Write out the lines below once more, exactly as they appear. Do not include pictures.

*** INFORMATION SHOWN Section Begins ***

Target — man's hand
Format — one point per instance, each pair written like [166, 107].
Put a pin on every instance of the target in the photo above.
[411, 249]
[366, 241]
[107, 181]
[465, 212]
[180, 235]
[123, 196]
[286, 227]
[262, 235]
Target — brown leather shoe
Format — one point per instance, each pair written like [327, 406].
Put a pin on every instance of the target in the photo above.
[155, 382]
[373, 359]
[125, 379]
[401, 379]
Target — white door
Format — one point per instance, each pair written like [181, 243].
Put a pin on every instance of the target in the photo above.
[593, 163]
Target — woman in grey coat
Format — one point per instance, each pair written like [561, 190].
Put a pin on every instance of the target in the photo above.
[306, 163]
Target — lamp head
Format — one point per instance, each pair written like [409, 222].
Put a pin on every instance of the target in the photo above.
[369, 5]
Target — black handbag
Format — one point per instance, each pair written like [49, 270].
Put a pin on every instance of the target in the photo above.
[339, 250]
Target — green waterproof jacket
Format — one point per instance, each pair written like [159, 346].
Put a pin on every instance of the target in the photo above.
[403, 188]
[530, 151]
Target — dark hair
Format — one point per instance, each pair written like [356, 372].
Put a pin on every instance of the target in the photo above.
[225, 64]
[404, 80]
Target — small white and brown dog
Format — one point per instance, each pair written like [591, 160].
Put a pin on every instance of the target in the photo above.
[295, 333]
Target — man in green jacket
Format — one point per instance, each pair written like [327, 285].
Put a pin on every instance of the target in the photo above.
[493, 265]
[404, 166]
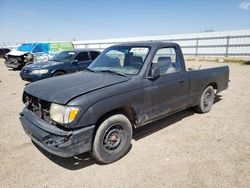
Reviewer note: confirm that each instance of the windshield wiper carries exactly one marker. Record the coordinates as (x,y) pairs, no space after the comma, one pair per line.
(91,70)
(114,72)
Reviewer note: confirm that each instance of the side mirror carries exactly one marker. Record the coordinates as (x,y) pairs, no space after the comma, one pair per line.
(154,72)
(75,62)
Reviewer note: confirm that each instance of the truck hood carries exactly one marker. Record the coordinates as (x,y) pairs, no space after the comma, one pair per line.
(16,53)
(42,65)
(62,89)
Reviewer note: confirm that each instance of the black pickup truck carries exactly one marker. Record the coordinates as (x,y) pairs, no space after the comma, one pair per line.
(127,86)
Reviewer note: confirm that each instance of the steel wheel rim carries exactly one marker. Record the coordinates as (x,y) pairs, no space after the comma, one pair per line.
(208,98)
(114,139)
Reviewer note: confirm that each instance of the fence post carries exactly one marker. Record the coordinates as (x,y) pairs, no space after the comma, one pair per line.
(227,46)
(197,46)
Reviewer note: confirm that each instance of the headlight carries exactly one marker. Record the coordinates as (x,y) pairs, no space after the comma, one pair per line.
(42,71)
(63,114)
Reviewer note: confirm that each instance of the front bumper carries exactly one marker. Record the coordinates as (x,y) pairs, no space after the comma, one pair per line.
(54,140)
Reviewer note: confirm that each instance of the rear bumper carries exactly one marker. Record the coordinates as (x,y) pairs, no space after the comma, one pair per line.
(55,140)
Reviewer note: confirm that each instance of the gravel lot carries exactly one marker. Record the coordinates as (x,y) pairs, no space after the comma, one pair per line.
(184,150)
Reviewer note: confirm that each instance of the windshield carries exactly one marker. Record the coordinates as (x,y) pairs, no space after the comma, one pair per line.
(27,47)
(121,59)
(66,56)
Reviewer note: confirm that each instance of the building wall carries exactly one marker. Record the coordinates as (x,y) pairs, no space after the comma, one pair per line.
(228,43)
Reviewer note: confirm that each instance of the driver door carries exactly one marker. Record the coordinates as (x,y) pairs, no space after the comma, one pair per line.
(82,60)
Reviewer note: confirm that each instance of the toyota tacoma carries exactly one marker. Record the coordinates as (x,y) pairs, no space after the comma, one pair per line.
(125,87)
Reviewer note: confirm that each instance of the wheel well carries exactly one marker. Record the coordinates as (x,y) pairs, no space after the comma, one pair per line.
(214,85)
(126,111)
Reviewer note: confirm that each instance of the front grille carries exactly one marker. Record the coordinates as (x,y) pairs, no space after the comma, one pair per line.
(38,107)
(13,59)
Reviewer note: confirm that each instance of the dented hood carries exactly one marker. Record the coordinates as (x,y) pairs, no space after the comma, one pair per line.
(62,89)
(16,53)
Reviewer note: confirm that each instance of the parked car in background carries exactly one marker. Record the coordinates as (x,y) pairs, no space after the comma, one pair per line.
(127,86)
(63,63)
(35,52)
(3,52)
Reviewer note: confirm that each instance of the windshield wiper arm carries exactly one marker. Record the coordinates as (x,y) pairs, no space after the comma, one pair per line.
(91,70)
(114,72)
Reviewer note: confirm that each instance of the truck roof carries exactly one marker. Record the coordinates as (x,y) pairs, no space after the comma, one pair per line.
(148,43)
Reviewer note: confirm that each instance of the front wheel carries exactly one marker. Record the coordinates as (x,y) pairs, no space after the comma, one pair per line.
(206,100)
(112,139)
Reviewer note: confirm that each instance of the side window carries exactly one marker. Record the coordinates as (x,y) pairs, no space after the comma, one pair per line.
(167,60)
(82,56)
(94,55)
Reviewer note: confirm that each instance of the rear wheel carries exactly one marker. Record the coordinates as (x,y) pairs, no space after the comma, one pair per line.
(206,100)
(112,139)
(58,73)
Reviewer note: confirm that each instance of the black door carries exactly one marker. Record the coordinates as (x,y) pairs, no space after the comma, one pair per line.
(172,86)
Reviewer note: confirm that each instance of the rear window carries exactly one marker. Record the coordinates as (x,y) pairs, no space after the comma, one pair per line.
(94,55)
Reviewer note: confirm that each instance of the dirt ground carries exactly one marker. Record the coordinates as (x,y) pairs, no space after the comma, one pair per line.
(184,150)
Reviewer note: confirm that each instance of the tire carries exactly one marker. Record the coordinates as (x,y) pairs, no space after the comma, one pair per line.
(112,140)
(58,73)
(206,100)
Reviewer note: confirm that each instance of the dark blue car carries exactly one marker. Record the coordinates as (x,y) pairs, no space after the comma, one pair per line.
(63,63)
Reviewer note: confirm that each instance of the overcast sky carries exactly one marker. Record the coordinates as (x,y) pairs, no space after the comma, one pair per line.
(33,20)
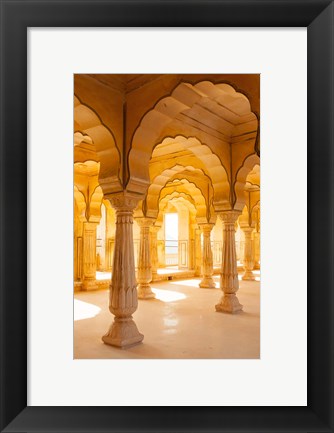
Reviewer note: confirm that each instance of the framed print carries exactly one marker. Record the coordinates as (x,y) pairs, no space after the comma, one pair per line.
(181,60)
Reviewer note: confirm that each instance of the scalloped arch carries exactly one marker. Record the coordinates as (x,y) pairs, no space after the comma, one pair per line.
(89,123)
(240,179)
(183,97)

*** INFORMATION SHOWN Section Ends ***

[ANSWER SECTION]:
Target — man's hand
Format — one point per instance, each pair written like [166, 107].
Put a pin on every instance of the target in the photo above.
[411, 249]
[366, 241]
[107, 181]
[465, 212]
[180, 235]
[123, 196]
[286, 227]
[262, 235]
Target — brown leather shoe
Format — one point per instance, each pair written like [327, 406].
Put a pin on every instance of the target in the photo above.
[155, 382]
[373, 359]
[125, 379]
[401, 379]
Target — white door
Format — one point per instance, each pair written like [181, 243].
Put a pin on every instance of the target in the photo above.
[593, 163]
Target — woman in grey coat
Format — one point per instance, each pair written like [561, 190].
Put a pin on every instance of the target in the photo above.
[306, 163]
Target — lamp head
Format — one point per instance, each pair written like [409, 222].
Put a pin on every instance of the target in the photo above.
[369, 5]
Target — black handbag
Format — one point per instance, each pair written like [49, 270].
Put a pin on every instance of the target in the photo above.
[339, 250]
Target — green waterproof jacket
Format — one point per instance, each pair written like [159, 346].
Put a pin on every instance of the target in the photo above.
[403, 188]
[530, 151]
Target — dark hair
Format — one point per instance, each pair written like [356, 372].
Put a pin on every instance of the target in the photo above.
[225, 64]
[404, 80]
Target — small white and brown dog
Format — one point per instance, each pair written like [591, 160].
Put a pin on every instance of the target in the photo above.
[295, 333]
Target — man in green jacket
Format — one point per instance, each pair written like [327, 285].
Put a pin on every instance of the target in the photo above.
[493, 265]
[404, 166]
Reviewer note: confirm that each instance of the windshield wiper carries exactly one marker. Record the coordinates as (x,y) pairs, no space after the comma, one pair per line.
(91,70)
(114,72)
Reviewer note: confirm that each instance of the side mirror carries exactly one marker. Record the coordinates as (x,y) pairs, no space after the comma, one pair per line.
(154,72)
(75,62)
Reviewer note: confirm that each instance of the truck hood carries exactly one marker. Record the coordinates as (x,y) pairs, no space after the comma, one pair per line.
(16,53)
(42,65)
(62,89)
Reviewer note: confirm that each instance of the black pickup truck carries exactly one marker. Record the coordinates as (x,y) pairs, no space after the comma, one pair per line.
(127,86)
Reviewer note: confirm that each instance of the steel wheel rim carries exactly one marker. Record the coordinates as (x,y) pairs, no space after the comma, one pair per line.
(208,98)
(114,139)
Reviewer note: confirm that each instance of the fence post carries exactly one marker. Record the coordinates as (x,y) pairs, no space after the comma, one pair per line.
(227,46)
(197,46)
Reviewer note: confirm that each instance of the headlight carries exactly one marker. Record the coordinates as (x,y) pairs, no space after the comma, one pair per line.
(42,71)
(63,114)
Reviewer note: confirm that each instance of the front bumper carries exactly one marker. Record the coordinates as (x,y) pairs, no space after the comma, one pair per line.
(54,140)
Reviewer note: confirm that each instance of the rear bumper carries exactly one marker. Record the coordinates as (x,y) pairs, no space after the comma, one pair per line.
(55,140)
Reviewer note: confirm that each instance of the gravel lot carries exactly one marker. Record the coordinates as (x,y) pairs, no space after the comma, one pair per line.
(184,150)
Reviewer note: confirm that each instance of the windshield carries exactly one marker. Record the coordinates as (x,y) pairs, no space after the comma, one pair per line.
(27,47)
(121,59)
(66,56)
Reviewer note: confirm that each instance of the building wall carries exactly one marker. Record the coordinates as (x,y) pairs, no space after the comma, one pair per line.
(228,43)
Reviewer note: confirm that each instance of the driver door carries exactly one marker. Record the coordinates as (x,y) pairs, no space after the comma, one pair per line.
(82,60)
Reviewer note: confirm that each instance of the toyota tacoma carries exactly one marker. Record the coordinates as (x,y) pairs, no space after the comma, one pair per line.
(125,87)
Reviewer note: confirm that each instance of the wheel well carries exactly one marker. Record the coordinates as (x,y) pairs, no space after the comma, one pair per line.
(214,85)
(126,111)
Reviewer note: confirm that each instance of the front grille carries exactly one marker. Record the coordinates as (x,y) pairs, no space after the comma, one pair per line.
(38,107)
(13,59)
Reviewer note: confirm that each instance of the dented hood carries exactly one marker. Record the coordinates as (x,y) pairs, no space after the comma, one pair per line.
(62,89)
(16,53)
Reviewer note: confirm that each instance of the parked car in background carries exactly one marker. Record the coordinates as (x,y) pairs, no space after the comma, one pair per line.
(127,86)
(63,63)
(35,52)
(3,52)
Reviewer note: confirm that each instance of the windshield wiper arm carries exactly one marker. Record the coordinates as (x,y) pairs, no space after the comma, one pair per line.
(91,70)
(114,72)
Reviewer note: confirm that each instance of the truck roof carries exactly one marker. Record the coordinates as (x,y) pairs, no space after the comma, one pair per line.
(148,43)
Reviewer note: confirm that each instance of the front wheel carries exactly one marker. Record the coordinates as (x,y) pairs, no space after the comma, one pair per line.
(206,100)
(112,139)
Reviewer note: confirm that each instance of the side window carries exactly one marker. Record the coordinates as (x,y) pairs, no space after the comma, one pair per line.
(167,60)
(82,56)
(94,55)
Reviewer note: confirm that each instance of the rear wheel carries exactly one marker. Record the coordinates as (x,y) pairs, no space after the comma, one pair per line.
(206,100)
(112,139)
(58,73)
Reviewer note: confirm that each instance of the black door carries exactly one marker. Record the coordinates as (x,y) pairs, no space after the comma, one pair per line.
(172,86)
Reviewer note: confirm that each instance of the rear window carries exactly one marker. Record the coordinates as (x,y) pairs, no space after the comma, one pair per line.
(94,55)
Reviewer note: confirm that each instance of the dirt ground carries exactly one marker. Record the coordinates as (x,y) pairs, no space after the comma, one pair per line.
(184,150)
Reviewer note: confirm that each instance of the tire carries exactly one marker. Record the coordinates as (x,y) pairs, no space after the comma, one pair per line.
(112,140)
(58,73)
(206,100)
Reviewer note: confirm that each instance of the dark blue car carries exactly one marker. Record the coordinates as (x,y) pairs, no space after the comma, one pair per line.
(63,63)
Reviewer note: confirm that each instance of the overcast sky carries exactly one marker. Record the coordinates as (x,y) pairs, no space after the comma, one pair per line.
(33,20)
Reviewer note: confirm that each instance of the framed print carries exactly one marker. Record the coordinates as (x,y) pairs, no space after the comma, one pair per line.
(181,60)
Reviewer note: confirm that each instance of the scalloped arch carries exactly one marker. Record the coordinates as (x,y) pairs, no space after the comma, one pair per line.
(89,123)
(240,179)
(183,97)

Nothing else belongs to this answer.